**What is needed:** Continue the essay on the worldwide protest movements from the point where it stops.

**Document segment:**
People Around the World are Waking Up
People Around the World are Waking Up (Eraldo Peres/AP)

The mass protests in Brazil, Quebec, and elsewhere have so far taken on the character of what Karl Polanyi brilliantly called movements for society’s own self-protection. That is, in the face of violence committed against real people- be it in rising costs of food, transport, or education, or the terrible precariousness created by unemployment- people have no choice but to band together and try somehow to protect themselves. Polanyi brilliantly charted how these 19th and 20th century social movements were responses to the conditions of life under industrial capitalism. They emerged out of a basic human interest in the welfare of the social fabric itself, which was being brutally rend by a radically new form of economic life.

The movements we have seen across the world in the last five years are, like the historical examples charted by Polanyi, reactive in nature. They are angry responses to corruption and inequality, yet they have so far had little to say about how a society could be constructed in which these problems are definitively addressed.

What creative function will these movements take? How will they move away from simple reactive anger towards some kind of productive program for the construction of a new world? Ultimately, the angered momentum that has pushed people of every race, color, and creed out onto the streets, from Montreal to Istanbul to Sao Paulo, will need to be channeled, harnessed in some way, or risk being lost once again to the humdrum of commodified life.

These protests are powerful flashes that have risen up to break the ossification of routinized political processes. For that, they should be celebrated. But the flash needs to be captured, elongated, and strengthened. It needs to be transformed from a momentary block party to an organized mass-movement, a consistent swelling on the ground, like rough grass spread out across a landscape, knotty and dense, ever present and flourishing, cutting across national borders and cultural fabrics, intractable in its proliferation.

What would we call this new movement? What language would we use to describe it?

Is this socialism? After all the ideological mud that has been thrown at that word- and indeed, the entire academic, intellectual, and bureaucratic systems of the Euro-American world for the last 60 years have been erected to defame and discredit that word- do we dare use it?

**Provided records:**
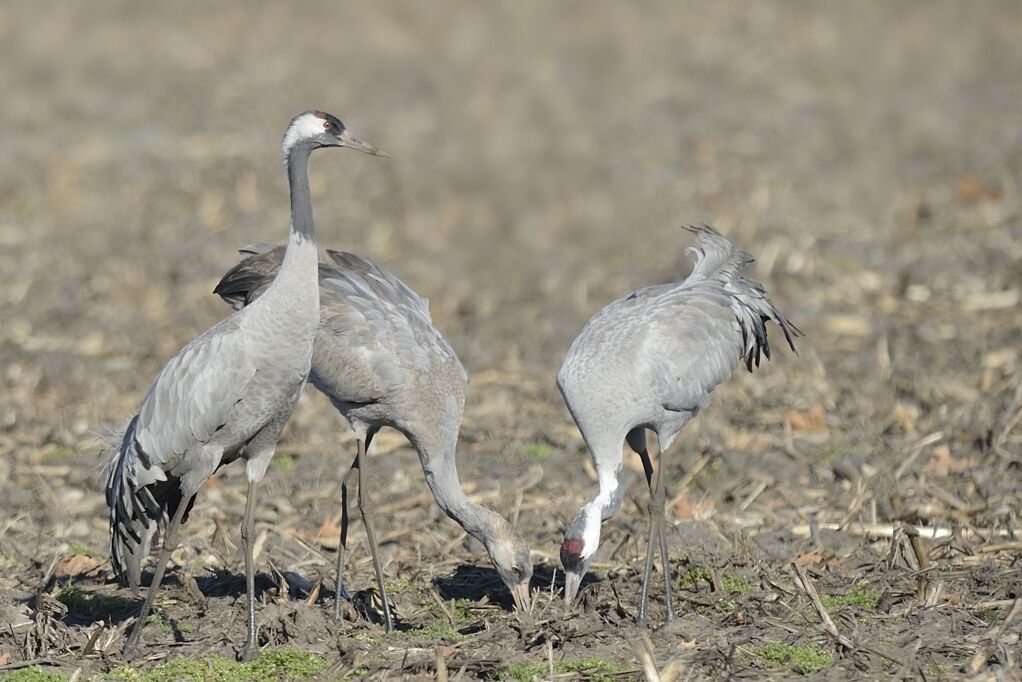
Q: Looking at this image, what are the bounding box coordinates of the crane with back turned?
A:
[106,111,381,658]
[557,226,801,624]
[216,244,532,630]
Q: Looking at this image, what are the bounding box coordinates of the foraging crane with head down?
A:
[106,111,382,658]
[557,226,801,624]
[216,244,532,631]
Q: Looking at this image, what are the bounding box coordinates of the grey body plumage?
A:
[557,226,801,622]
[216,244,532,627]
[106,111,384,657]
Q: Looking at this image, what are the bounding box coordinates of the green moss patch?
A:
[490,657,635,682]
[57,585,138,619]
[820,585,880,611]
[752,642,834,675]
[107,649,329,682]
[3,666,67,682]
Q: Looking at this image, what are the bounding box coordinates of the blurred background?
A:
[0,0,1022,678]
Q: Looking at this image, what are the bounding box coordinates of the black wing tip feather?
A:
[106,415,175,589]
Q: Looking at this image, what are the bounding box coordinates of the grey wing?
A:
[136,317,256,471]
[320,273,431,394]
[324,248,432,323]
[213,243,284,310]
[645,292,742,411]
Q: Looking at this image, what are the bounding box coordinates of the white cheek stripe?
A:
[579,502,603,561]
[580,469,620,560]
[281,113,323,153]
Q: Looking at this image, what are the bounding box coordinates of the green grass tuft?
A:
[820,585,880,611]
[57,585,138,619]
[386,578,412,594]
[3,666,68,682]
[490,656,633,682]
[752,642,834,675]
[721,573,756,594]
[680,565,756,594]
[107,649,329,682]
[67,542,109,560]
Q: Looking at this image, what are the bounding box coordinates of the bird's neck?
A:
[411,430,497,546]
[287,144,316,246]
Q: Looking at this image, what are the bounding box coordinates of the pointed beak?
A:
[511,581,532,613]
[337,130,389,156]
[564,571,583,608]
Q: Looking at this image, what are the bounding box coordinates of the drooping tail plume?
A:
[685,225,804,371]
[105,415,181,589]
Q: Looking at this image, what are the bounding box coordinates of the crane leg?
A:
[241,481,259,661]
[358,440,393,632]
[636,433,675,625]
[124,498,191,658]
[333,457,361,621]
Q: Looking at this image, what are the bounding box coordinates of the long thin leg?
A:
[358,441,393,632]
[636,433,675,625]
[124,498,191,658]
[652,433,675,623]
[333,456,361,621]
[241,481,259,661]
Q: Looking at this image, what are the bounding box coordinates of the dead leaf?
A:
[784,403,827,431]
[724,431,769,455]
[955,173,1002,203]
[53,554,106,578]
[923,445,973,476]
[675,496,714,520]
[795,552,828,566]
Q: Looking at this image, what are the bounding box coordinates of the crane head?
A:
[283,111,386,157]
[561,502,602,607]
[484,514,532,612]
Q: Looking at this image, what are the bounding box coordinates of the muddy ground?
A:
[0,0,1022,679]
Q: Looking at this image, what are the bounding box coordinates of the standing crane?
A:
[215,244,532,631]
[557,226,802,625]
[106,111,384,660]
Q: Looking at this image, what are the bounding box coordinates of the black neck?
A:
[287,143,316,241]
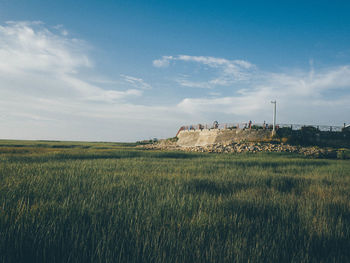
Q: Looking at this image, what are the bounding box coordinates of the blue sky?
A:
[0,0,350,141]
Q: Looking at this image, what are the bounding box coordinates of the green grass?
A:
[0,141,350,263]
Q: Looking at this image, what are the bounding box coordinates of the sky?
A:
[0,0,350,142]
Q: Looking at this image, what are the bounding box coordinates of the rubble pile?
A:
[139,140,337,158]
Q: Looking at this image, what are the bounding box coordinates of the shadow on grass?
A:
[226,160,329,168]
[185,179,252,195]
[7,150,203,163]
[265,176,311,193]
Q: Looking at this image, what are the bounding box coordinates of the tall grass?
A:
[0,142,350,262]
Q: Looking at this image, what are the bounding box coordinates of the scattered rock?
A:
[138,140,337,158]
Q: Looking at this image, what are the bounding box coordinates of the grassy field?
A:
[0,141,350,263]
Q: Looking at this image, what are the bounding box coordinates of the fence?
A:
[179,122,344,132]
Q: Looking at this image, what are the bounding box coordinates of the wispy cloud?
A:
[153,55,256,88]
[0,22,350,141]
[120,74,152,89]
[0,22,147,102]
[178,66,350,124]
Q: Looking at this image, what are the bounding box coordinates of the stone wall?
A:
[177,129,271,146]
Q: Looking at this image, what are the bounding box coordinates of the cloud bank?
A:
[0,22,350,141]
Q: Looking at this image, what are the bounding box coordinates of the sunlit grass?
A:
[0,141,350,262]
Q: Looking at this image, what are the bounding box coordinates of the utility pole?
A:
[271,100,276,136]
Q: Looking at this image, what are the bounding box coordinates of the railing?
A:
[178,122,344,133]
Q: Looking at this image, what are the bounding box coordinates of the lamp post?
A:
[271,100,276,135]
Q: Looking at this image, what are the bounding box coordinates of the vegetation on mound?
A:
[0,142,350,262]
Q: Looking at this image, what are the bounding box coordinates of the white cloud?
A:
[0,22,350,141]
[120,74,152,89]
[153,55,256,88]
[153,56,174,68]
[178,66,350,125]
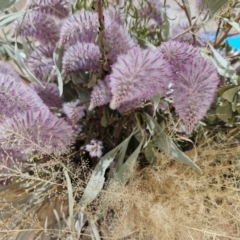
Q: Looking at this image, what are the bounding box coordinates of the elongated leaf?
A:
[53,47,64,96]
[80,131,136,208]
[203,0,230,16]
[89,220,101,240]
[64,169,74,229]
[144,113,199,170]
[223,18,240,33]
[116,138,145,185]
[14,38,44,88]
[0,10,25,28]
[0,0,17,13]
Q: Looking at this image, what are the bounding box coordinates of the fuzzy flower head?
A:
[158,40,200,71]
[88,80,112,111]
[62,42,101,75]
[85,139,103,158]
[109,47,171,109]
[15,11,59,45]
[27,44,55,81]
[0,74,47,122]
[27,0,71,19]
[59,10,98,47]
[31,82,63,108]
[172,57,219,133]
[63,99,85,125]
[0,109,73,154]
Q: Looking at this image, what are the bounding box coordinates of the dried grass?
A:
[102,141,240,240]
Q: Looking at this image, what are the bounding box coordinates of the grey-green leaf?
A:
[203,0,229,16]
[53,47,64,96]
[0,11,26,28]
[144,113,199,170]
[116,138,144,185]
[0,0,17,13]
[80,128,136,208]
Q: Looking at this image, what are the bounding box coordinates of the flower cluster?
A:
[109,47,171,109]
[0,63,73,154]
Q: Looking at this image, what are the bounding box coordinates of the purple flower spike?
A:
[0,109,73,154]
[158,40,201,71]
[63,99,85,125]
[27,44,55,80]
[117,100,142,113]
[0,74,47,122]
[0,61,19,79]
[109,47,171,109]
[62,42,101,75]
[31,82,63,108]
[172,57,219,133]
[15,11,59,44]
[59,10,98,47]
[88,80,112,111]
[103,6,125,25]
[27,0,71,19]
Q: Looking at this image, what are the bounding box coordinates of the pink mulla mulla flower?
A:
[27,0,71,19]
[105,18,137,63]
[157,40,201,71]
[14,11,59,44]
[0,61,19,79]
[117,99,142,113]
[172,57,219,133]
[63,99,85,125]
[0,109,73,154]
[62,42,101,75]
[27,44,55,81]
[88,80,112,111]
[0,74,47,122]
[59,10,98,47]
[85,139,103,158]
[31,82,63,108]
[109,47,172,109]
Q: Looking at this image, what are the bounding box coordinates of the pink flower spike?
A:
[172,57,219,133]
[15,11,59,45]
[109,47,172,109]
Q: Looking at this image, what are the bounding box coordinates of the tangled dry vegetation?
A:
[0,131,240,240]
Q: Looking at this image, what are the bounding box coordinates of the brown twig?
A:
[213,13,240,48]
[176,0,196,45]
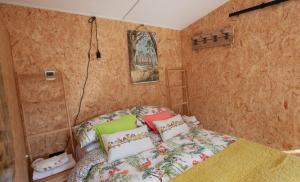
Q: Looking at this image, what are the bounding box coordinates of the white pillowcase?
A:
[153,114,190,141]
[101,126,154,162]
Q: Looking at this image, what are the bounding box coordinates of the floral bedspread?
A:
[69,129,236,182]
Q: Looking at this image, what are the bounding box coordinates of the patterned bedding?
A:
[68,129,236,182]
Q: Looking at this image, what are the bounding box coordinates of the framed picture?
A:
[127,30,159,84]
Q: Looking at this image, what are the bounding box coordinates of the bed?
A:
[69,129,235,182]
[68,105,300,182]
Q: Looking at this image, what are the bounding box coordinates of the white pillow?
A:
[101,126,154,162]
[153,114,190,141]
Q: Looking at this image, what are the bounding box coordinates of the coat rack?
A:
[192,27,234,50]
[229,0,288,17]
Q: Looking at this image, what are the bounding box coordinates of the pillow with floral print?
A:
[101,126,154,162]
[153,114,190,141]
[73,109,131,148]
[130,106,175,126]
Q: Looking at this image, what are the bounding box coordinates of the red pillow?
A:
[144,111,173,134]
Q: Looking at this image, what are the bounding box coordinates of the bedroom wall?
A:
[0,13,28,182]
[181,0,300,149]
[0,4,182,156]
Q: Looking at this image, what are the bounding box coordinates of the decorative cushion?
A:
[73,109,131,148]
[144,111,174,134]
[102,126,154,162]
[130,106,175,126]
[94,115,136,150]
[153,115,189,141]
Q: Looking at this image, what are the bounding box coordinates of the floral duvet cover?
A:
[69,129,236,182]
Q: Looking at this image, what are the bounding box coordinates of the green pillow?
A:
[94,115,137,150]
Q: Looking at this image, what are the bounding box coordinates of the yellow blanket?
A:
[171,139,300,182]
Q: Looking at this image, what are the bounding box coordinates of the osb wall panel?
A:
[0,4,182,157]
[181,0,300,149]
[0,13,29,182]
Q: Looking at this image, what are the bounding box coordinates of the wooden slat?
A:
[166,68,190,114]
[27,127,69,138]
[18,72,74,161]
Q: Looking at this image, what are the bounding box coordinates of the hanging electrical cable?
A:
[65,16,101,150]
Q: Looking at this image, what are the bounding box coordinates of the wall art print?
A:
[127,30,159,84]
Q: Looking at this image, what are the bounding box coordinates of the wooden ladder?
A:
[166,68,190,115]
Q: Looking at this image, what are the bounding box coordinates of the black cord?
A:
[65,16,98,150]
[73,17,96,126]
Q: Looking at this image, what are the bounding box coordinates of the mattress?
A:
[68,129,236,182]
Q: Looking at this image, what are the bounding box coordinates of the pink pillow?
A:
[144,111,173,134]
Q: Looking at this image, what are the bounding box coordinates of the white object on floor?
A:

**Result of the task:**
Or do we need another word designating a new concept, one that would more properly fit the political movements we see proliferating in front of us? While the practice of the new global mass politics has certainly preceded this word, in naming this practice would we not give it impetus to develop, would we not give it some new identity that it is has so far been lacking?

What would this new word be? What is this new identity which these mass movements must take on if they are to be effective over the historical long-term?

We Need a Name for the New Politics Erupting in Front of Us
We Need a Name for the New Politics Erupting in Front of Us

This is a question we all need to ponder, for whatever it is that we are witnessing, it may just decide the fate of our world in the 21st century. We can either choose to harness it or let it slip away.

It is this new name, this new collective identity, that we need to direct all of our efforts at theorizing and enacting. For in the dizzying cacophony of the street protests across the world, we are being given a glimpse of some new ontology, a new mode of being, that may just be able to save us from the crippled identities and fallen societies we now are forced to endure.

Redemption may not be lost just yet. If we are brave enough and smart enough to harness it.

Mark McConaghy is a doctoral candidate in the East Asian Studies Department at the University of Toronto. He studies political economy, aesthetics, and the dynamics of historical change in the 20th century. An avid cinephile, he also reviews films for the Toronto Review of Books. At the moment, he his integrating his political interests into a variety of aesthetic projects, spanning from poetry to experimental film.